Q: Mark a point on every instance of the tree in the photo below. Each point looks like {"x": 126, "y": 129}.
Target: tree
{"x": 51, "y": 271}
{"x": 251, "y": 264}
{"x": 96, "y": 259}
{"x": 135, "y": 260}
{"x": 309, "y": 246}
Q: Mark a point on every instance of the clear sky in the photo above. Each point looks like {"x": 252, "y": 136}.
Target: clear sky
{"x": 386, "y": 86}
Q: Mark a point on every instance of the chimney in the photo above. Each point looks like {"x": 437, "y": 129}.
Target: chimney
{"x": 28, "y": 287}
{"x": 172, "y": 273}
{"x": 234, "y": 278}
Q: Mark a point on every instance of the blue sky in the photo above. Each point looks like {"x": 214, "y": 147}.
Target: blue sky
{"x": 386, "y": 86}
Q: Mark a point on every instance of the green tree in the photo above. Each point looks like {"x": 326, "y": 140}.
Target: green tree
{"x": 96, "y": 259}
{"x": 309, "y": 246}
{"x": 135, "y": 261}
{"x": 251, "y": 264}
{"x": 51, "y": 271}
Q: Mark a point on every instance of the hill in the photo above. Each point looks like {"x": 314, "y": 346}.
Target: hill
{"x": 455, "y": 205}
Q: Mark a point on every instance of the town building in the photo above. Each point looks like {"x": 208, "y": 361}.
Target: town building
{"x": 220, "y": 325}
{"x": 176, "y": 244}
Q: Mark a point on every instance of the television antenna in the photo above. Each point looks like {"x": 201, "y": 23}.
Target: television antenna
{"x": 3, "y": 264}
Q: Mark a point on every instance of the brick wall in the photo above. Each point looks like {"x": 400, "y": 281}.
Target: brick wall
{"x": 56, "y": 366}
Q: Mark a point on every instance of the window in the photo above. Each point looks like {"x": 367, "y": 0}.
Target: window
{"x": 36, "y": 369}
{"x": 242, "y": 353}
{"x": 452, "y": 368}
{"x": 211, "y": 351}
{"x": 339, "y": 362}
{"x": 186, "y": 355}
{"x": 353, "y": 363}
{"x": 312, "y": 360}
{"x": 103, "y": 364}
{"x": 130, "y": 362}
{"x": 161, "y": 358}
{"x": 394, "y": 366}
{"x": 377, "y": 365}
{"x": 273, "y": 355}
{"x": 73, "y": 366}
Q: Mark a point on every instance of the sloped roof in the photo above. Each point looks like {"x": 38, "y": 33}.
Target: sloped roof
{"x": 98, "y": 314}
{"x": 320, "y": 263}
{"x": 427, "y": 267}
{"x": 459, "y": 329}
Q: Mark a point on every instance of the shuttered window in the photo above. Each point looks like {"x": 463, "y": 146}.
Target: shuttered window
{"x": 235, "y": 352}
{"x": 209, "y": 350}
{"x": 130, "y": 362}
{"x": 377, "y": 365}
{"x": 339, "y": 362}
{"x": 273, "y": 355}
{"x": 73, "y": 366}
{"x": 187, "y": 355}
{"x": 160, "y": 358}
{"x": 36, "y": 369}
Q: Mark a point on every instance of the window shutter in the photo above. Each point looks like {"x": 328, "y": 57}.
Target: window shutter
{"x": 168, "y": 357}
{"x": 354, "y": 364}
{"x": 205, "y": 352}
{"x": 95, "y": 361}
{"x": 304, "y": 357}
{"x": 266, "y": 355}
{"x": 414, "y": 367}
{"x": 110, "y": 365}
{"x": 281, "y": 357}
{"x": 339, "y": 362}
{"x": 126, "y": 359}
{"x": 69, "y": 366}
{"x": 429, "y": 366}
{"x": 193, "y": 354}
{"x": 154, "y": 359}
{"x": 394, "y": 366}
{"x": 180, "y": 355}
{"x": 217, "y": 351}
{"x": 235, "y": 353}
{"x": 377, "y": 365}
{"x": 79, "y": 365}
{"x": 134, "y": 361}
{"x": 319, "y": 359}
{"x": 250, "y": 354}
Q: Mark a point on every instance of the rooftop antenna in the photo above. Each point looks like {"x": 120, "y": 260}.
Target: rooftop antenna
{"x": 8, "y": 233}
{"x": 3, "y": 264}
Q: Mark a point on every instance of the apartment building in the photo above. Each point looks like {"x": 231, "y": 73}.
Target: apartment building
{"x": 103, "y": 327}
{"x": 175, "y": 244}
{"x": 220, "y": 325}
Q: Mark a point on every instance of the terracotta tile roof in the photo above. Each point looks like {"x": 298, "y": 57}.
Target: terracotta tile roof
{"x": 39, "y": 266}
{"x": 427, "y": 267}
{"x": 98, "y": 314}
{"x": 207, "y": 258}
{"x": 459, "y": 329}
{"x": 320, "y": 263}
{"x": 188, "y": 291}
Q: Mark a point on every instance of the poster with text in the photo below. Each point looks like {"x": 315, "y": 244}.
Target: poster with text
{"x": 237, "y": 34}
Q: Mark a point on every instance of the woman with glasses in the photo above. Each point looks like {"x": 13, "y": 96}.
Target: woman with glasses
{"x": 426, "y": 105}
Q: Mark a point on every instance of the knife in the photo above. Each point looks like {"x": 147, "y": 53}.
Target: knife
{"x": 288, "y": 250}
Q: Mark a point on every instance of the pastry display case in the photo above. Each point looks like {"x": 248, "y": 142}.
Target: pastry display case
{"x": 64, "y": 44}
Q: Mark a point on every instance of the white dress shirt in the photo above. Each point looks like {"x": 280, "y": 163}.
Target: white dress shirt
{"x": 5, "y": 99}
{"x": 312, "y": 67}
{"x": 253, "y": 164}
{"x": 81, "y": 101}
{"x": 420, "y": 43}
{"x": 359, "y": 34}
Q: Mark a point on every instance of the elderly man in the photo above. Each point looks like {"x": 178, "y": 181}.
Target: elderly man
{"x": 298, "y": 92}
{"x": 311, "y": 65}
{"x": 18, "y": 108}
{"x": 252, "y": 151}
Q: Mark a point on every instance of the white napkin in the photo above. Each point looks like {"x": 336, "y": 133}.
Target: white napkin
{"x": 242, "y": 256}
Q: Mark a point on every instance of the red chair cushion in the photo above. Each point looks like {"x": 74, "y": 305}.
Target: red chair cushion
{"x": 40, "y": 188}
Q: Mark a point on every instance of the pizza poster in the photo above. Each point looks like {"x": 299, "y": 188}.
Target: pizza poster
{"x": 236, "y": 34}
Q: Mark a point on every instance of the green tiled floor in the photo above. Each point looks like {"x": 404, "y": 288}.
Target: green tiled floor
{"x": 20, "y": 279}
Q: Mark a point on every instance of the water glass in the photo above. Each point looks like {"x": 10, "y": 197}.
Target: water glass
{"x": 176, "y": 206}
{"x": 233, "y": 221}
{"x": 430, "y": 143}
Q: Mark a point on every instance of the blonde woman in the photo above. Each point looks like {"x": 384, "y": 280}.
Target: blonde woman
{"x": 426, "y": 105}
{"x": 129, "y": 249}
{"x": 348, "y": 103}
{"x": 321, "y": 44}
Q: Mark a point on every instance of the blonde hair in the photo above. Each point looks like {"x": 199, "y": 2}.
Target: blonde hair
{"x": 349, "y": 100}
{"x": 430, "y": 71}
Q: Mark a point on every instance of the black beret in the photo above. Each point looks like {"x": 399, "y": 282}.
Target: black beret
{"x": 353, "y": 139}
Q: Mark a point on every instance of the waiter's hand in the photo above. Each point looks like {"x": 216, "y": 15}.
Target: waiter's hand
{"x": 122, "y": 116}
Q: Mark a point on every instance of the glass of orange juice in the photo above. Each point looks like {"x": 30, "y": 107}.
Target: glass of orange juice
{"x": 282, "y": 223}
----------
| YOUR GOAL |
Print precisely the lines from the one with "Target: blonde hair" through the end of the data above, adding nothing.

| EXERCISE OUTPUT |
Target: blonde hair
{"x": 349, "y": 100}
{"x": 430, "y": 71}
Q: Mark a point on every instance of the black beret in the photo above. Each point looks like {"x": 399, "y": 282}.
Target: black beret
{"x": 353, "y": 139}
Q: Mark a point on every instance of the waiter's hand in the photo above. Each point looks like {"x": 216, "y": 15}.
Target: waiter's hand
{"x": 122, "y": 116}
Q: Mark a point on every instance of the glass of orange juice in the photo above. Each point looks like {"x": 30, "y": 107}.
Target: glass of orange juice
{"x": 282, "y": 223}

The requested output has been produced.